_Ihre Aufgaben_:
• 1. Beantworten Sie anhand des Textes zum Cochlea-Implantat kurz:
(a) Welchen Menschen fällt die Anpassung an die neue Geräuschkulisse leichter?
(b) Wie alt war Hedwig Christoph?
(c) Wann wurde ihr das Implantat eingesetzt?
• 2. Erklären Sie mit Bezug auf den Text zum Cochlea-Implantat, weshalb das Implantat für Hedwig Christoph ein besonders wertvolles Weihnachtsgeschenk war.
• 3. Setzen Sie den Text zum Cochlea-Implantat nach seinem letzten Satz fort.

_Lesetext_:
-.-.-

Wer lange kein Geräusch seiner Umwelt empfangen hat, kann mit einem Cochlea-Implantat wieder hören. Aber nicht jeder überwindet die Anpassung an die fremde Geräuschkulisse. Menschen, die vorher gut Lippenlesen konnten, tun sich dabei viel leichter.
Im Alter von 99 Jahren erwarten sich nicht mehr viele Senioren große Weihnachtsgeschenke. Hedwig Christoph aus Kalifornien jedoch bekam ein besonders wertvolles. Ärzte pflanzten ihr Mitte Dezember letzten Jahres ein Cochlea-Implantat (CI) ein und beschenkten sie mit einem stark verbesserten Gehör und der erneuten Teilnahme am gesellschaftlichen Leben.

-.-.-

_Datensätze_:
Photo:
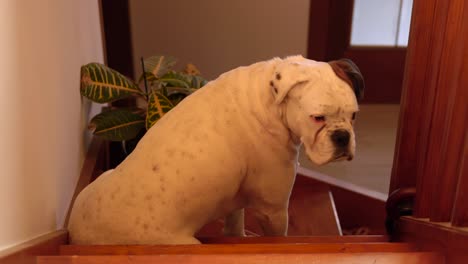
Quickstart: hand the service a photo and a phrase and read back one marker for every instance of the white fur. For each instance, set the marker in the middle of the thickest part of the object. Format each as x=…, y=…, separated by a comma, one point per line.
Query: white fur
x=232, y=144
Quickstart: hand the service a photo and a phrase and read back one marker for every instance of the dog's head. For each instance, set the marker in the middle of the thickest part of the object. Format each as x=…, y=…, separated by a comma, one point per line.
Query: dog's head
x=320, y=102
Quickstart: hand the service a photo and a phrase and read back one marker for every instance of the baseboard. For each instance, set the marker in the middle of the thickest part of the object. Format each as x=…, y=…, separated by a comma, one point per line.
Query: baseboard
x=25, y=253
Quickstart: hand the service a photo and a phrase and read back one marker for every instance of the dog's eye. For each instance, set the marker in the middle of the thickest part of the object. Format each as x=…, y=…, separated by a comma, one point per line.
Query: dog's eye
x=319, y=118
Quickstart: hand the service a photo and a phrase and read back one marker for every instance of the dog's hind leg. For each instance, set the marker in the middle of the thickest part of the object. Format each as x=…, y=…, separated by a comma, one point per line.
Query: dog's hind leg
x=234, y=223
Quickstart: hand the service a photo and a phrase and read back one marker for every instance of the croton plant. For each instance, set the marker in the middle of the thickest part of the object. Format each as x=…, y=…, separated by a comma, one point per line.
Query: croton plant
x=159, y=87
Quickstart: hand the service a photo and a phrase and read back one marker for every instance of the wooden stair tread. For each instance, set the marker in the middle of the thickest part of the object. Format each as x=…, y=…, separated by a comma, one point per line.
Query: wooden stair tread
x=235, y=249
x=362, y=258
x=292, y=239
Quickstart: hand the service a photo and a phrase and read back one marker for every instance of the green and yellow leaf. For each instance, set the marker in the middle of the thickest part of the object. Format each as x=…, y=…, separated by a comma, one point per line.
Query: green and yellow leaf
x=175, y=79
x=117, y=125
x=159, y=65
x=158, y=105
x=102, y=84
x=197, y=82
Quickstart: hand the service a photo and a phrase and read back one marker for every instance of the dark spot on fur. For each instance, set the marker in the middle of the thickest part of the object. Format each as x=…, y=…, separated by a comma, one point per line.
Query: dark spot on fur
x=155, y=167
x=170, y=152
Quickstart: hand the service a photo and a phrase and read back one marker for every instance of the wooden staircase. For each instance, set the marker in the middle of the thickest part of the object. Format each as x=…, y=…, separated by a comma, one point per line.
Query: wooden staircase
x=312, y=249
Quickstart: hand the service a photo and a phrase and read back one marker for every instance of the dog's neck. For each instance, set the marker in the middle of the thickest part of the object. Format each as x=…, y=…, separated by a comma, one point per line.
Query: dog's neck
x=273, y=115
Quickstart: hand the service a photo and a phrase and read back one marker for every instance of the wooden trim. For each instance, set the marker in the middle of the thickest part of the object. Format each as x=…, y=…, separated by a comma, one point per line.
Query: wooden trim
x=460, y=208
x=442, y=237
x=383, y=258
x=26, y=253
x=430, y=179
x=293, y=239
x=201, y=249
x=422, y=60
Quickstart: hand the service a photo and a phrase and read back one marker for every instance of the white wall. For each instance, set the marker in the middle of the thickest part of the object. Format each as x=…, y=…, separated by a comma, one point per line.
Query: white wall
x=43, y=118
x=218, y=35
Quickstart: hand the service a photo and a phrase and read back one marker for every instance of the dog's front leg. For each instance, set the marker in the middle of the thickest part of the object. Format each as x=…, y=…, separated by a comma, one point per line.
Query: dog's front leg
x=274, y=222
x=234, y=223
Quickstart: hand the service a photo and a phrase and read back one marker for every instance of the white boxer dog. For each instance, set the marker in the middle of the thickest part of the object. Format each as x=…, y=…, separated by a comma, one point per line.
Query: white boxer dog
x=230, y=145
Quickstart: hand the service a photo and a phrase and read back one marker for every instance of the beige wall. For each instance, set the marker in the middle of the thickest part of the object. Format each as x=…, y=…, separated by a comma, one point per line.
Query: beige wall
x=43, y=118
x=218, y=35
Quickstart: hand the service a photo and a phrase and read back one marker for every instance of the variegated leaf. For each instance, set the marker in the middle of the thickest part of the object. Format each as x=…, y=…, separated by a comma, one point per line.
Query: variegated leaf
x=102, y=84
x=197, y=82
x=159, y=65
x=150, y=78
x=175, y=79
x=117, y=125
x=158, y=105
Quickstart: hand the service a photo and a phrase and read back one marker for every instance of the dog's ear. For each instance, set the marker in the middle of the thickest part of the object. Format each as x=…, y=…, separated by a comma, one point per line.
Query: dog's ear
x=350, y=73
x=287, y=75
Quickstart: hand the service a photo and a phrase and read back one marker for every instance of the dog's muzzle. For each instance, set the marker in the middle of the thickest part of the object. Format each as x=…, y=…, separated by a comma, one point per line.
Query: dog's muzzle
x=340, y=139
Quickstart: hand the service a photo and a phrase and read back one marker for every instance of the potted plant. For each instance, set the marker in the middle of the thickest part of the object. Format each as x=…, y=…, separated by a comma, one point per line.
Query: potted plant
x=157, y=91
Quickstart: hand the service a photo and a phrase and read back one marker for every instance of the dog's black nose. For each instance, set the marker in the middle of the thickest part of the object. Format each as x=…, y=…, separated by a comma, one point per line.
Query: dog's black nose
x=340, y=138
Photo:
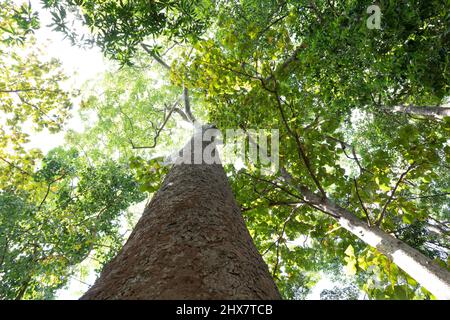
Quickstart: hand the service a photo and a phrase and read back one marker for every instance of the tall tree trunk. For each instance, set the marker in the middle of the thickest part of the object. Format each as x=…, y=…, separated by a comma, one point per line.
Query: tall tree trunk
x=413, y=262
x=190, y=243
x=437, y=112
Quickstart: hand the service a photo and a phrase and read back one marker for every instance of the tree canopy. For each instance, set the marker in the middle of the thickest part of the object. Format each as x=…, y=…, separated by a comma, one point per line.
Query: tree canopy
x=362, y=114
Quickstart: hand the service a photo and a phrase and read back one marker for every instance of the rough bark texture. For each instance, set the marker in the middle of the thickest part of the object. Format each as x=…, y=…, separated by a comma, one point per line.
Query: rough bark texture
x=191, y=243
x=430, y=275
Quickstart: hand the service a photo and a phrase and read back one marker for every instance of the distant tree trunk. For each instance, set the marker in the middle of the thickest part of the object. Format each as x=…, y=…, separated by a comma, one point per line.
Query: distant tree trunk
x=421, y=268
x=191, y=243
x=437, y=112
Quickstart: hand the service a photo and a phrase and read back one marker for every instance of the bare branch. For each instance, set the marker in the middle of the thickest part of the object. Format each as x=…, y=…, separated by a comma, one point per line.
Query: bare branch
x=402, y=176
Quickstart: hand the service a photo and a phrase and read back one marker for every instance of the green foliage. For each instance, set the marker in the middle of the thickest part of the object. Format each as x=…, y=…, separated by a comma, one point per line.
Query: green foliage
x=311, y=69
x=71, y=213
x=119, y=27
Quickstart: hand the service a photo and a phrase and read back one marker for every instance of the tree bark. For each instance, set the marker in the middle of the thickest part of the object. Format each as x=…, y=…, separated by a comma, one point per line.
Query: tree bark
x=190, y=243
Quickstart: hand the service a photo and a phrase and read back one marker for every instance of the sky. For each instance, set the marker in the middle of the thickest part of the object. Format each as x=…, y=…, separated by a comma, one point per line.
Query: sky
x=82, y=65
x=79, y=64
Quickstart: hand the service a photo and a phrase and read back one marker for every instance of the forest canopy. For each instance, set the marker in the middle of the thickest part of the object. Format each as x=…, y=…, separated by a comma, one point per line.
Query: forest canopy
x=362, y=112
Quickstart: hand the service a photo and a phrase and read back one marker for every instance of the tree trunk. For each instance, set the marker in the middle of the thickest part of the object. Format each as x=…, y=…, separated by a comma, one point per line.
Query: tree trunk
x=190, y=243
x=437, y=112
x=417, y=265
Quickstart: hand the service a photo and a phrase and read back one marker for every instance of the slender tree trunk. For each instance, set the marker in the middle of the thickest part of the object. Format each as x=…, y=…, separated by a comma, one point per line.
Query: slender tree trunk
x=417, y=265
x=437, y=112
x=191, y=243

-.-.-

_Lösungen_:
• 1.
(a) Menschen, die vorher gut Lippenlesen konnten.
(b) 99 Jahre.
(c) Mitte Dezember letzten Jahres.

• 2. Das Implantat brachte ihr ein stark verbessertes Gehör. Dadurch konnte sie wieder am gesellschaftlichen Leben teilnehmen.

• 3.
Piepen, Krächzen und Schnarren
Spezialisierte Zentren versorgen in Deutschland jedes Jahr zwischen 1.500 und 2.000 Patienten mit einem oder zwei (für beide Ohren) solcher Hörprothesen. Die entsprechenden Kandidaten haben einen sensorineuralen Gehörverlust, besitzen aber einen Hörnerv, der noch immer funktioniert. Hedwig Christoph steht aber wie allen anderen Betroffenen erst einmal eine harte Zeit des Trainings und der Anpassung des Geräts bevor. Piepen, Krächzen und Schnarren sind die ersten Geräusche, die nach einer langen Stille wieder wahrgenommen werden. „Wie eine sehr schlechte Übertragung aus einem Blechbüchsentelefon“, beschreibt ein CI-Träger die ersten Eindrücke.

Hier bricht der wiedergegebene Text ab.